**Set exercise:** Can you express these records as a two-column CSV with the header input_text,output_text and one row per record? Put each record's text and its answer in their own quoted field, with every line break replaced by a space.

** BEGIN Data records **

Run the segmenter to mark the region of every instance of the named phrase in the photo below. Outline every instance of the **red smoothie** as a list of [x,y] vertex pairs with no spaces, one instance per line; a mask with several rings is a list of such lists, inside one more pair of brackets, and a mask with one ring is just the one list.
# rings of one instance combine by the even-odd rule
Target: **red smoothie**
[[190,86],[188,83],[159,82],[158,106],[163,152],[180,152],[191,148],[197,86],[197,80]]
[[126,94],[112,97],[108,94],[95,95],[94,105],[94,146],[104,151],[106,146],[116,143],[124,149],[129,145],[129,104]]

** END Data records **

**Result for this task:**
input_text,output_text
"Run the segmenter to mark the region of every instance of the named phrase in the photo below. Outline every instance of the **red smoothie** as a list of [x,y] vertex pairs with no spaces, one instance per line; a mask with several rings is a list of such lists, inside one more pair of brackets, and a mask with one ring is just the one list. # rings of one instance combine by the even-odd rule Target: **red smoothie**","[[190,86],[188,83],[159,82],[158,106],[163,152],[180,152],[191,148],[197,86],[197,80]] [[126,94],[112,97],[108,94],[95,95],[94,105],[94,146],[104,151],[106,146],[116,143],[124,149],[129,145],[129,104]]"